:: MATERIAL FOR THIS TASK ::
__________________________________________________
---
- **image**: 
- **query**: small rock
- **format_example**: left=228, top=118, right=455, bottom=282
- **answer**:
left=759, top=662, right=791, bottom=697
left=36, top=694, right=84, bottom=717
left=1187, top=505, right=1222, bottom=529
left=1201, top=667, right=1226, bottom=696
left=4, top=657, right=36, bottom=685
__________________________________________________
:: PROBLEM ::
Please edit the data above by replacing "small rock" with "large stone", keeping every other line the same.

:: RESULT FOR THIS EXERCISE ::
---
- **image**: 
- **query**: large stone
- **format_example**: left=228, top=118, right=455, bottom=282
- **answer**:
left=759, top=662, right=791, bottom=697
left=36, top=694, right=84, bottom=717
left=1187, top=505, right=1222, bottom=529
left=1201, top=667, right=1226, bottom=696
left=4, top=657, right=36, bottom=685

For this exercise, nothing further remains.